SHORT TASK A: In the film producer's biography, which country did he represent at the 2018 World Lacrosse Championship?
SHORT TASK B: Reproduce word for word the stretch of the film producer's biography from "Katagas won an" through "achievement in film.".

READING TEXT:
American film producer (born 1971)

Anthony Katagas (born January 28, 1971) is an American film producer. He is an alumnus of Western New England University in Springfield, Massachusetts, where he majored in government and was captain of the lacrosse team as a goalie. Of Greek heritage, he also represented Greece at the 2018 World Lacrosse Championship.

Katagas won an Academy Award for Best Picture for his role in producing 12 Years a Slave. Katagas' awards include a BAFTA, Golden Globe, Broadcast Critics' Choice Award, Independent Spirit Award and the Darryl F. Zanuck PGA Award for Best Picture. He has had four films nominated for the Palme d'Or and two films nominated for César Awards. His films have garnered nominations or awards from the DGA, SAG, National Board of Review, Gotham Awards, New York Film Critics, Los Angeles Film Critics and appeared on the prestigious AFI list for achievement in film.

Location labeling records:
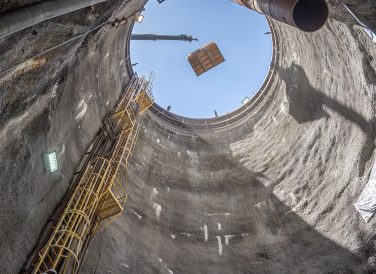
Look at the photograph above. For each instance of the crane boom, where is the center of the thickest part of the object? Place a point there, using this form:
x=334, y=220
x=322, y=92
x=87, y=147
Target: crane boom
x=155, y=37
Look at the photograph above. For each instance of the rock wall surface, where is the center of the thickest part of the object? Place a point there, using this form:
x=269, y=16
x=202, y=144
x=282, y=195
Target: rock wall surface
x=55, y=102
x=273, y=193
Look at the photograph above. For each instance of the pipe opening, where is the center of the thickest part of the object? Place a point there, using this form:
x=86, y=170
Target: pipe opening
x=310, y=15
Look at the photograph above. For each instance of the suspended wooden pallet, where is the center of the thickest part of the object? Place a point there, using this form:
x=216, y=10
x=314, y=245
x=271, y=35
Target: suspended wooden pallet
x=205, y=58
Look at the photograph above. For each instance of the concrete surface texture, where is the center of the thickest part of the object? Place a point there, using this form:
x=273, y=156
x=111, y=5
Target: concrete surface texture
x=54, y=104
x=272, y=193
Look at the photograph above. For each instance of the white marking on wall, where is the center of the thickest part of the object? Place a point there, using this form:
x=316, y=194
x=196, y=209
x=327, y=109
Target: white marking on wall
x=219, y=214
x=186, y=234
x=158, y=209
x=80, y=104
x=153, y=194
x=135, y=213
x=62, y=150
x=82, y=113
x=227, y=238
x=54, y=89
x=219, y=245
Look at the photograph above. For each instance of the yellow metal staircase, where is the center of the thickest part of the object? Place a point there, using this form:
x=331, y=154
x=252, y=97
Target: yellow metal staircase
x=99, y=195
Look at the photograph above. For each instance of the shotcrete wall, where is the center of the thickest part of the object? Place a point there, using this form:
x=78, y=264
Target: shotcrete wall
x=272, y=193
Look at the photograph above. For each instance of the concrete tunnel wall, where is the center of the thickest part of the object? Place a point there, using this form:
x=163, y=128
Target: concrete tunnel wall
x=272, y=193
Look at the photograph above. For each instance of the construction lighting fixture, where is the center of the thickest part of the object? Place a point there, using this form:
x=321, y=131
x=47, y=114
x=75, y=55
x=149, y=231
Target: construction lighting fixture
x=139, y=18
x=50, y=161
x=245, y=101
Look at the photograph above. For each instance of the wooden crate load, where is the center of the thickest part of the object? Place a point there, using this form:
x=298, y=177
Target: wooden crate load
x=205, y=58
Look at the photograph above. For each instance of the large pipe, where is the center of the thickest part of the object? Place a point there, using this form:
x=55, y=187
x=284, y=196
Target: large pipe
x=155, y=37
x=27, y=16
x=307, y=15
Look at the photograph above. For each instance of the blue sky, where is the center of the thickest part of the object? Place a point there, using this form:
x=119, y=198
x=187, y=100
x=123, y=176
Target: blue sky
x=239, y=33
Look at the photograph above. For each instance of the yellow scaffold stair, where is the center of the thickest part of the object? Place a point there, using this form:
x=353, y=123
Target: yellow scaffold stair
x=99, y=195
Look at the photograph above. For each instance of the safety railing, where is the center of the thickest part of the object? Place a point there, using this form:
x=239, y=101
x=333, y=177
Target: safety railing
x=100, y=195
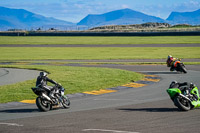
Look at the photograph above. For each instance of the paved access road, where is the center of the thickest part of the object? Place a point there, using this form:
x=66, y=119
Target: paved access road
x=11, y=75
x=145, y=109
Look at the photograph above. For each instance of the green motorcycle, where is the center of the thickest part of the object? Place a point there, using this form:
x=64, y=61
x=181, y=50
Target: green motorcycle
x=185, y=98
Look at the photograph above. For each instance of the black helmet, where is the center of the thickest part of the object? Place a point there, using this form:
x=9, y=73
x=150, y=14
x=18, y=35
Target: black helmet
x=169, y=56
x=43, y=74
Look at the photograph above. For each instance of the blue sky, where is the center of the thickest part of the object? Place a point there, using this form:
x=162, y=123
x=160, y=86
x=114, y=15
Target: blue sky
x=75, y=10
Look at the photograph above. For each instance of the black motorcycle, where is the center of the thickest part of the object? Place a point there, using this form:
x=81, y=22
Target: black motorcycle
x=46, y=103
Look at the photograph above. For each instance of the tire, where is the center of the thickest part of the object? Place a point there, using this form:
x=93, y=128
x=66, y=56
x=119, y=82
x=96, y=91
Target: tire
x=65, y=102
x=42, y=104
x=182, y=104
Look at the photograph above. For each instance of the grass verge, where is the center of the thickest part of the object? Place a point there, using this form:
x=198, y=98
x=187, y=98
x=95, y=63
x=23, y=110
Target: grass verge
x=74, y=79
x=99, y=40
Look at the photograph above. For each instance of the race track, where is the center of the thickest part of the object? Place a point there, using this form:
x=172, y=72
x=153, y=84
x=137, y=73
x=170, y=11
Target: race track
x=145, y=109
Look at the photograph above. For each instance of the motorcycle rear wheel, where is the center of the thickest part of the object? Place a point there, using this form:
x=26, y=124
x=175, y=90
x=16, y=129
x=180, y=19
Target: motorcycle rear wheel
x=42, y=104
x=182, y=104
x=65, y=102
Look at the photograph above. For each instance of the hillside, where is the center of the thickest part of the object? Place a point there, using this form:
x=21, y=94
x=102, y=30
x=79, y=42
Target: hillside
x=192, y=18
x=22, y=19
x=119, y=17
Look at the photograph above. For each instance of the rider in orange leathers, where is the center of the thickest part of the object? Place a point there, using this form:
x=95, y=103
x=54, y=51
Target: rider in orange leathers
x=171, y=62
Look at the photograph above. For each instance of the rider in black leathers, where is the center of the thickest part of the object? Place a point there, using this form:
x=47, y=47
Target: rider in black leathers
x=42, y=83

RESPONSE A: Greece

RESPONSE B:
Katagas won an Academy Award for Best Picture for his role in producing 12 Years a Slave. Katagas' awards include a BAFTA, Golden Globe, Broadcast Critics' Choice Award, Independent Spirit Award and the Darryl F. Zanuck PGA Award for Best Picture. He has had four films nominated for the Palme d'Or and two films nominated for César Awards. His films have garnered nominations or awards from the DGA, SAG, National Board of Review, Gotham Awards, New York Film Critics, Los Angeles Film Critics and appeared on the prestigious AFI list for achievement in film.